● **Selected excerpt**
— START —

David Simon stages a problem that was theorized by Karl Marx as a commodity relation and formalized for social regulatory systems by György Lukács’s reification theory. A capitalist society organizes its labor force to maximize profits and increase the dependence of labor on capital. This is done by breaking up the production process into repetitive tasks that can be completed in coordinated stages by a series of deskilled workers or machines with greater efficiency and cost effectiveness than by skilled workers who marshal their resources independently and organize their labor from start to finish. Cooperative production produces alienation because workers do not understand or need to understand how the process of production works or how the final product is put together. When the organization of social life follows suit under the dictates of capital, it is no longer possible for people to apprehend the totality of all the parts necessary for the functioning of their lives or to grasp their relations. The Wire’s wiretap detail models police work that escapes reification to the extent that it asserts a measure of autonomy to build its cases, but even if its example could reform the way police work is done, no gold standard in policing can fix the city because that is a task for policy makers not its enforcers.

— END —

● **Problem statement**
Answer these questions from the passage on The Wire and reification:
(a) Whose theory formalized the problem for social regulatory systems?
(b) According to the passage, why does cooperative production produce alienation?
(c) Why can no gold standard in policing fix the city?
The material after this point is not needed.

● **Raw data**
— START —

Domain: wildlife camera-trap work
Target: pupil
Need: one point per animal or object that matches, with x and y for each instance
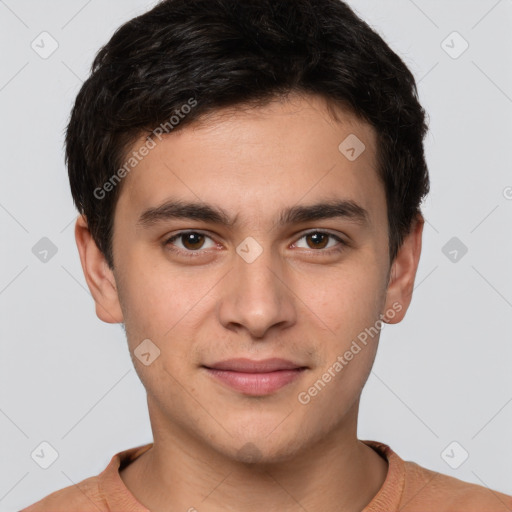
(316, 239)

— END —

● **Solution below**
(a) György Lukács's reification theory formalized it for social regulatory systems.
(b) Workers do not understand, or need to understand, how the process of production works or how the final product is put together.
(c) Fixing the city is a task for policy makers, not its enforcers.